■ Aufgabenstellung ■
Beantworten Sie bitte anhand des Textes über das AIM-Institut: In welchem Jahr hat Sharon Mitchell das Institut gegründet?

═══ Vorgegebener Text ═══

Aber Mitchell ist wegen ihrer Informationspolitik selbst in die Kritik geraten. Das Gesundheitsamt will wissen: Wie heißt die infizierte Darstellerin? Mittlerweile hat die Behörde sogar die AIM-Büros inspiziert und klagt auf Herausgabe der Patientenakten. AIM behauptet weiterhin, bisher existiere nur ein Fall, der einzige seit dem Skandal von 2004. Die 18 anderen Infizierten seien zum Testzeitpunk nicht in der Branche tätig gewesen. Es könne jeder zum Check ins Institut kommen, nicht nur Pornodarsteller. Zu den Kunden zählen tatsächlich auch Callgirls und andere Sexarbeiter.

Wie es passieren kann, dass die Darstellerin am 4. Juni positiv getestet wurde und einen Tag später trotzdem noch drehte, konnten die Klinik-Betreiber gegenüber der "Los Angeles Times", die den Fall aufgedeckt hat, auch nicht erklären. Zurzeit wird das Ergebnis eines finalen Tests erwartet, der absolut sicherstellen soll, dass die Darstellerin mit HIV infiziert ist. Erst dann werde die Information an die Gesundheitsbehörde weitergeleitet, heißt es bei AIM.

System der AIM besteht aus freiwilliger Verpflichtung

Sharon Mitchell hat das Institut 1998 gegründet, um die Gesundheit der Darstellerinnen zu schützen. Im San Fernando Valley sitzen 200 Pornofirmen, 1200 Frauen und Männer stehen regelmäßig vor der Kamera. Mitchell sei kein Teil der Sex-Industrie, sagt der Regisseur Jens Hoffmann, der sich in seiner aktuellen Kino-Dokumentation "9 to 5 - Days in Porn" intensiv mit AIM befasst hat. Das System, das Mitchell etabliert hat, basiert auf einer freiwilligen Verpflichtung zu regelmäßigen HIV-Tests, die alle 30 Tage stattfinden sollen.

═══ Gegebene Daten ═══

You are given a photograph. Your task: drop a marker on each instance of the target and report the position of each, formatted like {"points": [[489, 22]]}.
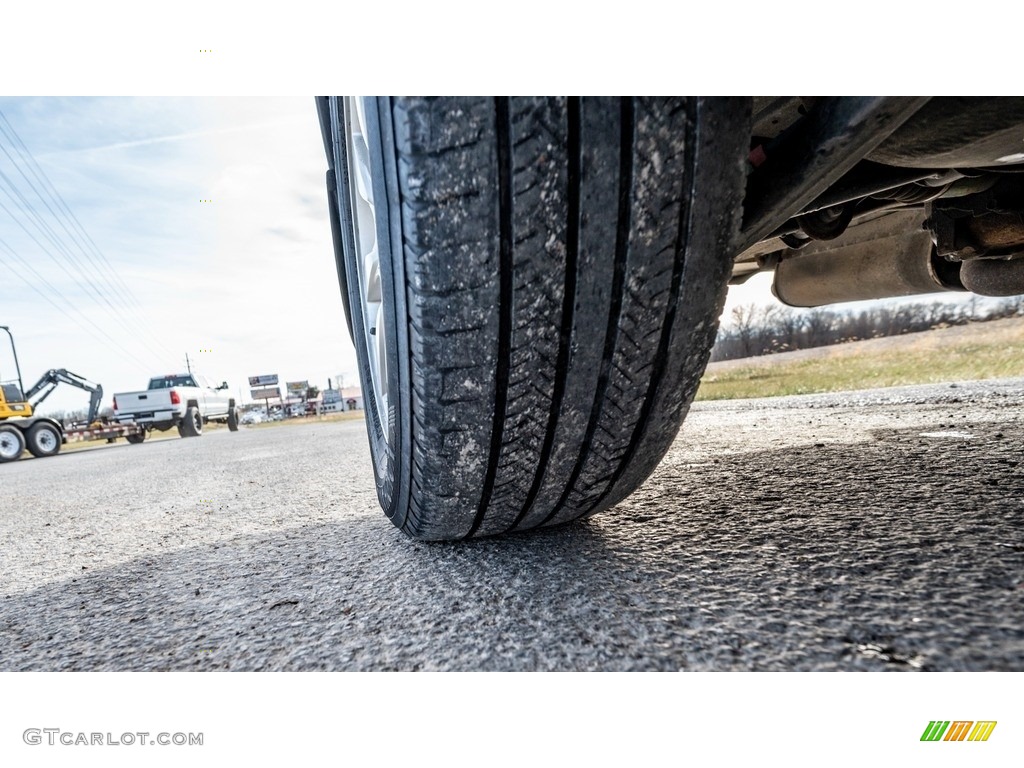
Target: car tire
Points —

═══

■ Gelöste Aufgabe ■
Sharon Mitchell hat das Institut 1998 gegründet.